Excerpted text
Yes, tests should be able to create variables, but they shouldn't go 
overboard.  A test like

    x <- 1
    stopifnot(x == 1)

will wipe out x, but that's probably not such a big deal.  On the other 
hand, a test like

    c <<- function(...) stop('do not do this!')
    testthat::expect_error(c(1))

is probably not a good idea.

Duncan Murdoch

> 
> On 1/27/22 10:56 AM, James Pustejovsky wrote:
>> But I am not using global variables at all in the package code (in
>> /R)---only for unit testing. Is this distinction relevant? Or do I need to
>> avoid global assignment even in the unit tests?

[Dataset excerpt]

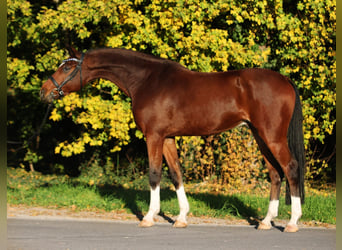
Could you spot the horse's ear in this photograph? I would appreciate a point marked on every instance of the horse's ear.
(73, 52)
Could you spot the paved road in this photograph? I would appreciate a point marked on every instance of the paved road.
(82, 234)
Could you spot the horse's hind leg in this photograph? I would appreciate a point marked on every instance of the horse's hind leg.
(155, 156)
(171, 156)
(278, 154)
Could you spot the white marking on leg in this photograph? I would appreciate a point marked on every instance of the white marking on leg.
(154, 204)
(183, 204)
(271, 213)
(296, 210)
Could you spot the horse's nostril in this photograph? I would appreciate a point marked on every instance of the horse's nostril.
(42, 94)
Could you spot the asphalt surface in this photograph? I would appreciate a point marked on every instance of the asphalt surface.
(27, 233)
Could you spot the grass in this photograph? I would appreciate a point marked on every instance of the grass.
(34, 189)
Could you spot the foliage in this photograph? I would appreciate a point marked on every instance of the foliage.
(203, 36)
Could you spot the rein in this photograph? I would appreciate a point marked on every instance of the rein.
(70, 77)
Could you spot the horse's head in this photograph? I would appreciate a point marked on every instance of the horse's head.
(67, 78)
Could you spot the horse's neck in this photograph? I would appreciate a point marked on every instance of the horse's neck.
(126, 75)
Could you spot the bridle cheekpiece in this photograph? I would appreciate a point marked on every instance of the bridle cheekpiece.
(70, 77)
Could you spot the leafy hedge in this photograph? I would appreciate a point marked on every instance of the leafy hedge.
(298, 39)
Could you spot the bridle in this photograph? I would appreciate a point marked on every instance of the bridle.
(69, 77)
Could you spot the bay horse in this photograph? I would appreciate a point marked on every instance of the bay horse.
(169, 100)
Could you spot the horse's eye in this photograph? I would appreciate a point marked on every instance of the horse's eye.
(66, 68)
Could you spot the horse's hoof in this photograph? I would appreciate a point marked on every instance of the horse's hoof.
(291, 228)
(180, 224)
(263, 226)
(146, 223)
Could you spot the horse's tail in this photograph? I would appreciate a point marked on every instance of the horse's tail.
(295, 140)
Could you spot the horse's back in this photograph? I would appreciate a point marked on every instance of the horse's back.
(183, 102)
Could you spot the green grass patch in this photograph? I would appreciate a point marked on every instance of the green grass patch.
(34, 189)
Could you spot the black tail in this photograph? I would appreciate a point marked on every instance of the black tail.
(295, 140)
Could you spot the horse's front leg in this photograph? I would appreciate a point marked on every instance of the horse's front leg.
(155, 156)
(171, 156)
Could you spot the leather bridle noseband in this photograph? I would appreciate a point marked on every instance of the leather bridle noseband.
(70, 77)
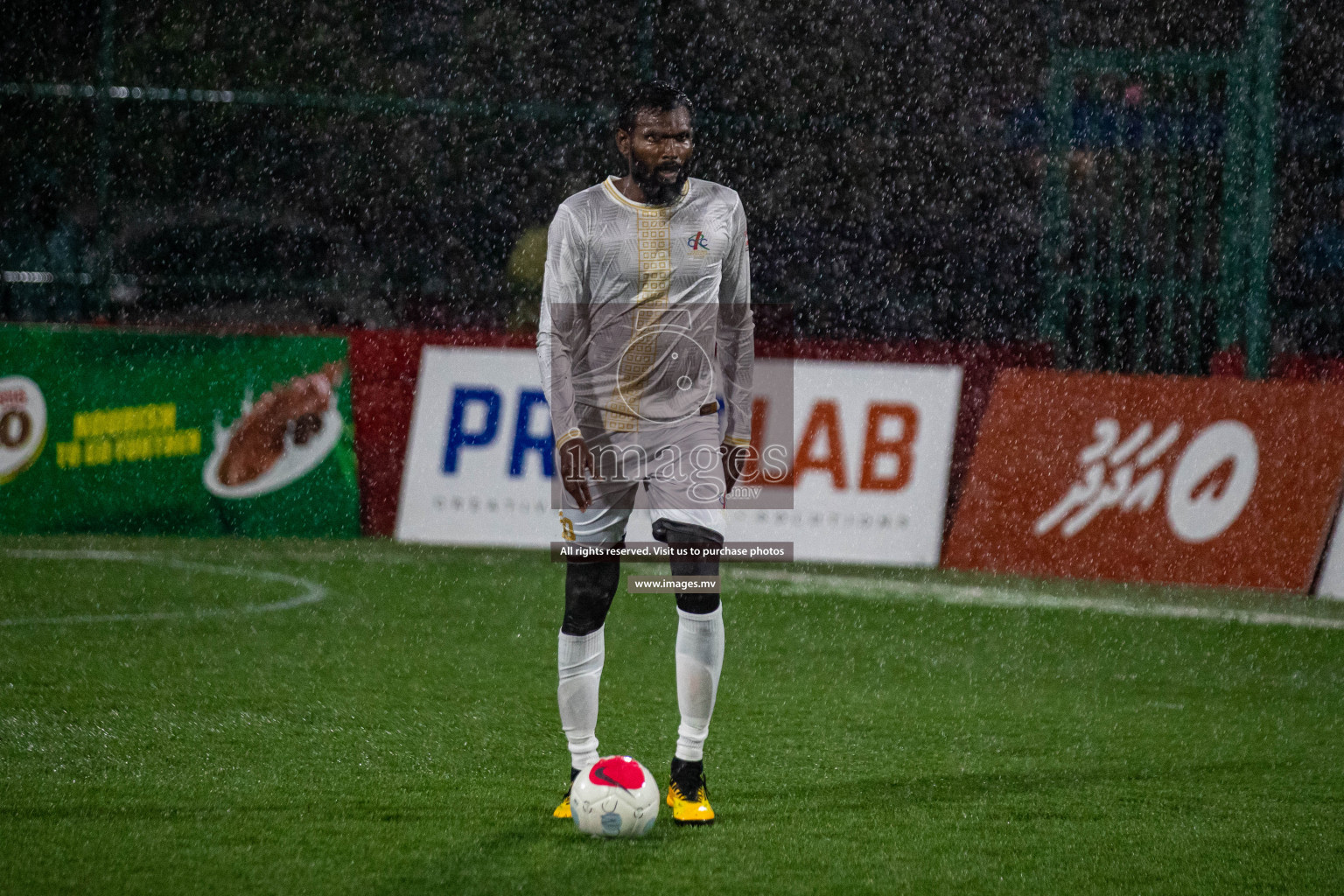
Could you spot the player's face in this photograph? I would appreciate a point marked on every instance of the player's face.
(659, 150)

==

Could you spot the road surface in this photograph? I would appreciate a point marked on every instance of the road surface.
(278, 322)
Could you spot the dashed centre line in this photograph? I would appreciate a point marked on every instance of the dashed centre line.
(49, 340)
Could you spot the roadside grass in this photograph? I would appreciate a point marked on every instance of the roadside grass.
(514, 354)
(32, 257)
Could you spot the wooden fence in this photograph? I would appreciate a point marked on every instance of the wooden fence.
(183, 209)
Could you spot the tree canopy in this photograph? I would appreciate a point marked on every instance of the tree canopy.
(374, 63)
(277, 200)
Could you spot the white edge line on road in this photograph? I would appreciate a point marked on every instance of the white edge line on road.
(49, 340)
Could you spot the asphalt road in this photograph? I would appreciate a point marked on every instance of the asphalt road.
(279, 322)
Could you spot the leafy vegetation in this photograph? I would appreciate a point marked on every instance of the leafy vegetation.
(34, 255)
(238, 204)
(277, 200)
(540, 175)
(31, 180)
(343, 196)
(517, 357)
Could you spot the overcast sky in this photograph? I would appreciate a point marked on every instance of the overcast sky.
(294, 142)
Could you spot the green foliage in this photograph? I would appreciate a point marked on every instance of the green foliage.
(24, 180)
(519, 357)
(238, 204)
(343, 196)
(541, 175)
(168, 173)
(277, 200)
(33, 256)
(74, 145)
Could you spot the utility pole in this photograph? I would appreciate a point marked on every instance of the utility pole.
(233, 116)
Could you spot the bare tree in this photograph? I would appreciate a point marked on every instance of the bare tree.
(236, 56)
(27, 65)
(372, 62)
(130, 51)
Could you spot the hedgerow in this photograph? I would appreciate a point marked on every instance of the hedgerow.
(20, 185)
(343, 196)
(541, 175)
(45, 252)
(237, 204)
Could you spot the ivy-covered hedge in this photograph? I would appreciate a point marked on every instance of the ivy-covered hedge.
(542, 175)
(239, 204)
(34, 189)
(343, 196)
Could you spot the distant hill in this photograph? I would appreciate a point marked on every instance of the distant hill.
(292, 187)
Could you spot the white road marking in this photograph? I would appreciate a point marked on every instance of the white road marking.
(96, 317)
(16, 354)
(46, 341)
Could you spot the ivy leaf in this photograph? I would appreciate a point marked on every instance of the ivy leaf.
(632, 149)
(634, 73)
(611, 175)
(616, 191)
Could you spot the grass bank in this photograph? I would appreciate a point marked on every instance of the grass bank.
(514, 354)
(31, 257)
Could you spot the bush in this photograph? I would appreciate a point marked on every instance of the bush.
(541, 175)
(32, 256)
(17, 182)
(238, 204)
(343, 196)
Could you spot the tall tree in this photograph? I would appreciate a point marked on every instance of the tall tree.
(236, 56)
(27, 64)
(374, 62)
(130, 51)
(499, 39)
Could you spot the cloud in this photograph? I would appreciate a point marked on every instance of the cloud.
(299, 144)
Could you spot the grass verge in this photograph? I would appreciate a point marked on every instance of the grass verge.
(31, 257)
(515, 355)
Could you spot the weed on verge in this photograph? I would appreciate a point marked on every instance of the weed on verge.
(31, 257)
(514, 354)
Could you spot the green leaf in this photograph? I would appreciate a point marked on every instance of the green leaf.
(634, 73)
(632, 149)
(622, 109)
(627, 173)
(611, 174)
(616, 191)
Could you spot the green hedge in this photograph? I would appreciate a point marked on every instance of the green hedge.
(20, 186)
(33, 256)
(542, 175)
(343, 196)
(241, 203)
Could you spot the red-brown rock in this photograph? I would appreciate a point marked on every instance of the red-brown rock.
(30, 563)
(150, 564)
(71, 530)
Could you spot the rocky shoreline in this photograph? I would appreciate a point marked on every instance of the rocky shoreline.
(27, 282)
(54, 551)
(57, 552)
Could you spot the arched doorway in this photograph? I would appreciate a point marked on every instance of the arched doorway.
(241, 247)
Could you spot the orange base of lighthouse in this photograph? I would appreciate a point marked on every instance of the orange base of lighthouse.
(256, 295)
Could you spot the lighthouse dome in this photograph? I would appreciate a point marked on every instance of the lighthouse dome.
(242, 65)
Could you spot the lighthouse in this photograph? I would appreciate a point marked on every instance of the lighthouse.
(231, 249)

Tasks for this exercise
A. In the reply on variables in R tests, what happens to x when a test runs `x <- 1`?
B. Pick up the reply on variables in R tests after its last line and keep writing.

Task-by-task outputs
A. The test wipes out x, but that's probably not a big deal.

B.
>>
>> On Thu, Jan 27, 2022 at 9:40 AM Dirk Eddelbuettel <edd using debian.org> wrote:
>>
>>>
>>> On 27 January 2022 at 07:20, Jeff Newmiller wrote:
>>> | I don't know the answer to your question, but "beyond my ken" doesn't
>>> sound like a very convincing reason. Mucking with any environment that
>>> isn't yours is asking for trouble... the behavior you depend on today may
>>> come into conflict with the code you are coordinating with when you least
>>> expect it.
>>>
>>> Right on.
>>>
>>> Yes a number of packages (of mine and other people) use a different
>>> approach
>>> to maintain 'global state' without ... using 'global variables' (== bad).
>>>
>>> The trick is something like `pkgenv <- new.env()` in R/zzz.R and to then
>>> also
>>> set an option or two you need in .onLoad as eg  `pkgenv[["prefence"]] <-
>>> "foo"`
>>> which you can later test for, alter, ... at will.
>>>
>>> All without running afould of what `R CMD check --as-cran` may hate, all
>>> the
>>> while maintaining your logic flow.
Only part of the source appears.